## Selected passage
As much as you will probably hate to hear it, the UKCAT does require a lot of preparation. If you are applying for a course which uses the UKCAT as one of its entrance requirements, chances are, you will have a spotless academic record, plenty of work experience and volunteering, as well as a whole range of other extra-curricular activities. You probably can’t even count the number of hours that you have dedicated to getting into university, so at this point, it’s worth spending a few more to maximise your chances of getting into a university of your choice.
In my opinion, the key to succeeding in the ukcat is practice. Of course, there are the exceptions – there’s always going to be that one person who denies ever opening a book and walks out the test in the top 5% of the country, and equally, there will be the unlucky few who slip up on the day and find themselves with a lower mark than they perhaps deserved. You can never guarantee what will happen on the day, but practising as many questions and mock tests as you can possibly get your hands on will ultimately build your confidence, improve your technique and familiarise you with the exam style.
Personally, one of the things which I found most frustrating with the ukcat was the dreaded on-screen calculator. Please, please, please spend time practising questions with an on-screen calculator. If you are out and about, without a computer, use a pocket calculator or the simple one on your phone, but don’t spend time practising with a scientific calculator. Minimise the amount of time you spend using the calculator because it can be time-consuming, particularly if you are just using it to check some simply arithmetic.
Timing is probably the biggest challenge that you face when it comes to the ukcat. YOU WILL BE VERY TIGHT FOR TIME! This is deliberate. If you know that a certain question is going to take you more time than you have, guess, flag and move on. Then, if you have spare time later, go through it properly. Sometimes you might not be able to spot the pattern in an abstract reasoning question. This is not the end of the world! Move on. It’s not worth spending loads of time answering one question when you could have answered 3. Questions aren’t weighted depending on difficulty. Doctors in warzones are taught to treat as many people as possible, as quickly as they can – in fact, they are supposed to treat the most treatable first (obviously very different to the NHS…) – this is how you need to prioritise. Answer the most answerable questions first. Then tackle the difficult ones.
For the SJT, it’s worth reading the GMC guidance for Good Medical Practice. It’s a relatively quick document to read, and will be time well-spent since you would need to read it before interviews (I was asked direct questions about it at one university!). Lots of people find the questions for the SJT section to be common sense, whereas some people do struggle here – if you find you aren’t doing as well as you hoped, make sure you read the explanation that accompanies practice questions, and then try and apply the same logic the next time. And then, practice, practice, practice.
On the day. You will probably feel nervous before your exam, but make sure you have had something to eat and drink to help your concentration. You will go into the exam room with nothing but a mini-whiteboard, pen and your locker key. The exam room will be with people doing other tests such as driving theory – if you are distracted easily by noise around you, put the headphones on that will be at your station. Try and keep calm, and hopefully if you have done enough practice exams, you will find the timing to be the same as what you are used to. Chances are, the adrenaline will make you rush, but try to read the questions properly before answering. Relax, and remember that you don’t need to answer every question to get a good mark.
Good luck, keep motivated, and carry on practising!

## Data under study
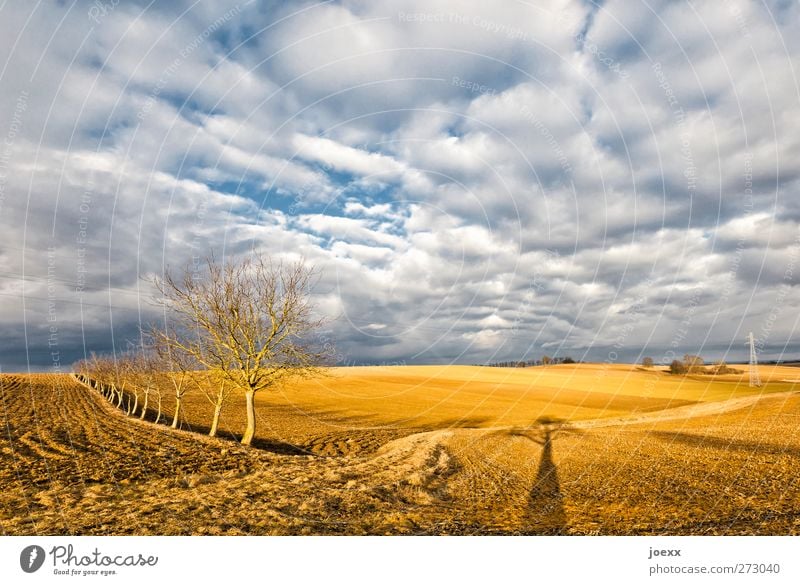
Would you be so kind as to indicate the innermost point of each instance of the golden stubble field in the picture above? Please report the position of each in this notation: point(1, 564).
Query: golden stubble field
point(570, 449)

==

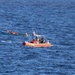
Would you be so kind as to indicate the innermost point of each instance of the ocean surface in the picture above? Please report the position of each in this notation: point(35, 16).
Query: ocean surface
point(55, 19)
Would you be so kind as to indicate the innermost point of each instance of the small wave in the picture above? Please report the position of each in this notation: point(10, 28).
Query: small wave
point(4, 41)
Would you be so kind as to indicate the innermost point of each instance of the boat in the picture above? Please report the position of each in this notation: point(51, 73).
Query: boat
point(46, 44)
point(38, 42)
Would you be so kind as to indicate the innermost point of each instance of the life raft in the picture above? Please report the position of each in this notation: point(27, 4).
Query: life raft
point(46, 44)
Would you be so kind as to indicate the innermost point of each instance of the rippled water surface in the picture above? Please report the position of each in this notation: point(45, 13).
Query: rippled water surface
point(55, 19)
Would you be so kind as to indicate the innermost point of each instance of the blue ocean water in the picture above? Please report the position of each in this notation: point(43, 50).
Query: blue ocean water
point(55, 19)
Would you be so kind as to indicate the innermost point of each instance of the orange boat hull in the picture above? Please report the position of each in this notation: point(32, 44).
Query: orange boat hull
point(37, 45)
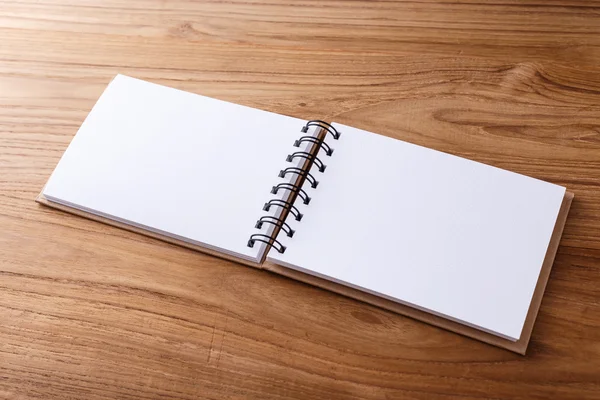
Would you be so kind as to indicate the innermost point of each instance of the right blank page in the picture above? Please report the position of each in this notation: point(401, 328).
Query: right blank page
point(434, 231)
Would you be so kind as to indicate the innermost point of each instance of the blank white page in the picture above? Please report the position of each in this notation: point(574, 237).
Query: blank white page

--

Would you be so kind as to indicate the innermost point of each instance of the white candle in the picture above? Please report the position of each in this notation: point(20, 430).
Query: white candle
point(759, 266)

## Tasks to complete
(1) In the UKCAT advice, reproduce the passage between "On the day." and "carry on practising!", inclusive, swapping "headphones" for "earplugs".
(2) According to the UKCAT advice, what do you take into the exam room?

## Answers provided
(1)
On the day. You will probably feel nervous before your exam, but make sure you have had something to eat and drink to help your concentration. You will go into the exam room with nothing but a mini-whiteboard, pen and your locker key. The exam room will be with people doing other tests such as driving theory – if you are distracted easily by noise around you, put the earplugs on that will be at your station. Try and keep calm, and hopefully if you have done enough practice exams, you will find the timing to be the same as what you are used to. Chances are, the adrenaline will make you rush, but try to read the questions properly before answering. Relax, and remember that you don’t need to answer every question to get a good mark.
Good luck, keep motivated, and carry on practising!

(2) Only a mini-whiteboard, a pen and your locker key.